(Text shown Opens)

Oklahoma and Texas have since moved in a new direction, providing for execution by lethal injection. “I think and I hope this will provide some dignity with death,” Texas Gov. Dolph Briscoe said last May when he signed the injection bill into law, ... Briscoe could have added that for years veterinarians have considered the lethal injection the most “humane” way of putting hopelessly crippled or diseased animals out of their misery.
The Report cited repeatedly by the majority, Royal Commission on Capital Punishment, 1949-1953 Report (1953), said that “intravenous injection, if practicable, would fulfill our three requisites [of humanity, certainty and decency] better than any other method.” Id. at 257. The Report doubted, however, the method’s practicability, on the basis of medical knowledge and technique thirty years ago, and therefore rejected it for the time being, but recommended, “unanimously and emphatically, that the question should be periodically examined, especially in the light of progress made in the science of anaesthetics, with a view to a change of system being proposed to Parliament *1198as soon as it can be shown that there are no longer any grounds for the doubts that now deter us from recommending it.” Id. at 261. The Report’s verdict concerning the alternative means of execution that these 200 prisoners will undergo if lethal drugs are not used is a good deal less qualified: “[W]e cannot recommend that either electrocution or the gas-chamber should replace hanging as the method of judicial execution in this country. In the attributes we have called ‘humanity’ and ‘certainty’ the advantage lies, on balance, with hanging.” Id. at 256.

(Text shown Closes)
(Stored data Opens)

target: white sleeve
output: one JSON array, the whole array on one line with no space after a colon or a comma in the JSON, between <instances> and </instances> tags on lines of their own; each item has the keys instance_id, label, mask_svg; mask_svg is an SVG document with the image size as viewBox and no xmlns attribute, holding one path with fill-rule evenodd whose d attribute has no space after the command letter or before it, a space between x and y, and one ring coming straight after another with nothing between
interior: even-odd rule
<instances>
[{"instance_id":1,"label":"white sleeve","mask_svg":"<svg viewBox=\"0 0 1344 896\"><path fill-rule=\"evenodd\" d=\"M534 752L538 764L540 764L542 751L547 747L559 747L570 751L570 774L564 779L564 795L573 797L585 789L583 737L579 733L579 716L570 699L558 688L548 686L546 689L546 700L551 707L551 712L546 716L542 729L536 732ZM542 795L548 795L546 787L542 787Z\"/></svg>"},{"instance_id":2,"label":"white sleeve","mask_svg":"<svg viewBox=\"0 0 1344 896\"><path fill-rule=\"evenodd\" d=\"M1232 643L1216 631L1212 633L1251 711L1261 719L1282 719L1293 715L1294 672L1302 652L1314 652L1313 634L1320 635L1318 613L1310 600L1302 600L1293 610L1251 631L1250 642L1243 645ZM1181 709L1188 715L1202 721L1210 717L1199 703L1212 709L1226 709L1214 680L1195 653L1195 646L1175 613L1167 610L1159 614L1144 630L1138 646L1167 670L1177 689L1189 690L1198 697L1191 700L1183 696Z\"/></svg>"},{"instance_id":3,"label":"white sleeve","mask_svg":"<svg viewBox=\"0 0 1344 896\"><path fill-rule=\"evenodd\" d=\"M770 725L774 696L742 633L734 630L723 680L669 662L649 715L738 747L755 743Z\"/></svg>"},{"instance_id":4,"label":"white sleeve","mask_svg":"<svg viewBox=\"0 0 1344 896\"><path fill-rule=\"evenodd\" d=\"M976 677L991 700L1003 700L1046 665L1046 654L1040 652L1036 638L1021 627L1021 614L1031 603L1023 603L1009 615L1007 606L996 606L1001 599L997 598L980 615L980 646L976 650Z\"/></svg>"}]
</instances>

(Stored data Closes)

▶ _Instructions to follow_
Write the next part of the passage on execution by lethal injection, starting after its final sentence. The rows come from a different source than the passage on lethal injection.

▶ _Solved exercise_
. The majority opinion seeks to preclude consideration of the realities of the matter by asserting that the Commissioner “irrebuttably presume[d] that ‘duly authorized statutory enactments * * * [which further] proper State functions’ cannot, as a matter of law, pose such a danger to the public.” Maj.Op. at 1190. That is not so. What the Commissioner wrote was that “[w]e cannot conclude that those dangers [of a serious risk to the public health or a blatant scheme to defraud] are present under State lethal injection laws, which are duly authorized statutory enactments in furtherance of proper State functions.” Letter to the Commissioner at 3, Jt.App. at 88 (emphasis added). If, in that excerpt, the phrase “lethal injection” were omitted, or the word “which” were replaced with the words “since they,” it would be possible to assert that the Commissioner was maintaining that no serious health hazard was presented only by virtue of the fact that these were state laws. As written, however, the excerpt refers to the specific nature of these laws (“lethal injection laws”) — and therefore does not exclude from the Commissioner’s calculus the factors discussed in text. The descriptive phrase, “which are duly authorized, etc.,” reflects an important element in the Commissioner’s analysis, but not necessarily the only dis-positive one. To interpret the statement as an assertion that whatever is provided by state law will not be challenged by the FDA would render it quite incompatible with the Commissioner’s statement in the preceding paragraph that “[w]e do not say, of course, that provisions of State law that are contrary to the Federal Food, Drug, and Cosmetic Act are lawful.” Id.
There is no authority for the majority’s assertion that the Commissioner’s statement of “no serious danger to the public health” is not enough, but that he must “give rational reasons” why that is so. Maj.Op. at 1190 n. 43. Indeed, I know of no authority for the proposition that an agency must provide any ground for its refusal to comply with a request for exercise of its enforcement discretion, much less that it must provide the analysis underlying that ground. This seems to me one of those novel procedural requirements we have been told not to invent. Vermont Yankee Nuclear Power Corp. v. NRDC, 435 U.S. 519, 98 S.Ct. 1197, 55 L.Ed.2d 460 (1978).